*** Opening of Dataset content ***

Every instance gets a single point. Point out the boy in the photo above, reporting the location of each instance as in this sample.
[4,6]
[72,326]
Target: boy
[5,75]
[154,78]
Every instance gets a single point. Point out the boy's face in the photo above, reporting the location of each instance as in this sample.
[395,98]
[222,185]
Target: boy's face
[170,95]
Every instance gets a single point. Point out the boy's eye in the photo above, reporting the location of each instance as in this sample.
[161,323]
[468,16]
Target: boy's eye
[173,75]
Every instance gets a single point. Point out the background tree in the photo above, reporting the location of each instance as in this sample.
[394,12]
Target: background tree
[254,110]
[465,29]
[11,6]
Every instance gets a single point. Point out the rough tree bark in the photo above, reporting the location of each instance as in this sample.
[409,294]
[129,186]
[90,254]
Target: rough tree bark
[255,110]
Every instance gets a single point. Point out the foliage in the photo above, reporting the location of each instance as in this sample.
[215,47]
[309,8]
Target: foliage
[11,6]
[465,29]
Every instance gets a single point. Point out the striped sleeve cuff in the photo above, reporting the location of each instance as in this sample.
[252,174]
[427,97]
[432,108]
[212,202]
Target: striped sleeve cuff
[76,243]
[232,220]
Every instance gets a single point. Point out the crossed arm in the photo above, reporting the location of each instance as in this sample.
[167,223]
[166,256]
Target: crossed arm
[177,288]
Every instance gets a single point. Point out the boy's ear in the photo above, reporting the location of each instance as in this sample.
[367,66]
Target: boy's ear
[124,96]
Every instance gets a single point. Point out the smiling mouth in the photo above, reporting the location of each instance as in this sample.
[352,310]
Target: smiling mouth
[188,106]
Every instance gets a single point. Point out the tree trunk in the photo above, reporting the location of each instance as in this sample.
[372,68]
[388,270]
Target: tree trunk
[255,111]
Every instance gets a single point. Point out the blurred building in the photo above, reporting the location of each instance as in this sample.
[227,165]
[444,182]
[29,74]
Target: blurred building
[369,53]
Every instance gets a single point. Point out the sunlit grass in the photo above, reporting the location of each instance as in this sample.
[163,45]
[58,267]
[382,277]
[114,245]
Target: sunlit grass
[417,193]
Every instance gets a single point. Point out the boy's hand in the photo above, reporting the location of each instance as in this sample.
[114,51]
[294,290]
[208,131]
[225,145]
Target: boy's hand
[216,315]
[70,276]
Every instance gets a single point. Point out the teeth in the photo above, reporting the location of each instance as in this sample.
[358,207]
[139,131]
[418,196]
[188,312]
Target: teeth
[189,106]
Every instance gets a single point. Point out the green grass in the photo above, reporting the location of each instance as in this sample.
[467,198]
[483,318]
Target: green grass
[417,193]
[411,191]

*** Close of Dataset content ***

From beginning to end, the data must be duplicated exactly.

• Answer space:
Every instance gets a single point. Point out the boy in the photo above, reporting the location of each instance as in this sample.
[4,6]
[72,326]
Target: boy
[5,75]
[154,78]
Every instance gets a single point. Point out the boy's face in the photo above, reporting the location of each instance as in this sample.
[395,98]
[222,185]
Target: boy's face
[170,95]
Every instance gets a single point. Point out the boy's eye in the photo above, reporting the location of each instance as in this sample.
[161,323]
[468,16]
Target: boy's eye
[173,75]
Every instance gets a single point. Point out the background tree in the photo above, reporting the location of each instance as in this sample.
[394,12]
Target: background tree
[254,110]
[465,29]
[11,6]
Every instance gets a single point. Point out the rough tree bark in the photo above, reporting the location of each instance as in this sample.
[409,294]
[129,186]
[90,254]
Target: rough tree bark
[255,110]
Every instance gets a single point. Point out the foliage in the photo above, reporting the location of each instance as in this sample.
[215,47]
[309,8]
Target: foliage
[11,6]
[465,29]
Every instance gets a single point. Point out the striped sleeve cuff in the photo above, reporting the location of each instance as in this sample.
[252,174]
[427,97]
[432,108]
[212,202]
Target: striped sleeve cuff
[76,243]
[232,220]
Every instance gets a single point. Point out the crossed arm in the photo above, reporting the location of each instance as in this sample.
[167,223]
[166,256]
Target: crossed arm
[177,288]
Every instance gets a single point. Point out the boy's ear in the photo above, reporting the location of each instance as in this sample.
[367,66]
Target: boy's ear
[124,96]
Every instance gets a single point. Point out the smiling mouth in the photo above, reporting the location of each instance as in this sample.
[352,310]
Target: smiling mouth
[188,106]
Every instance gets a single point. Point out the tree trunk in the photo above, reporting the location of each instance as in this sample.
[372,68]
[388,270]
Target: tree trunk
[255,111]
Every instance gets a single point. Point out the blurred building in the photo above, reporting the location of each instance as in this sample.
[227,165]
[444,182]
[29,74]
Target: blurred building
[369,53]
Every instance gets a single point. Point out the sunlit grass in the photo above, reporting the location of each instance as in this sample.
[163,45]
[58,267]
[382,277]
[114,245]
Target: sunlit grass
[417,193]
Every instance gets a single point. Point out the boy's hand in the photo above, reporting the location of each instance as in this sample.
[114,51]
[294,290]
[208,131]
[225,145]
Target: boy's hand
[216,315]
[70,276]
Every instance gets a single point. Point out the teeth in the photo above, reporting the location of each instance as in this sample.
[358,207]
[139,131]
[418,196]
[188,312]
Target: teeth
[189,106]
Every instance gets a single point. Point out the green grass in the photo above, reporting the location of each instance as in this sample.
[467,198]
[483,318]
Target: green grass
[417,193]
[411,191]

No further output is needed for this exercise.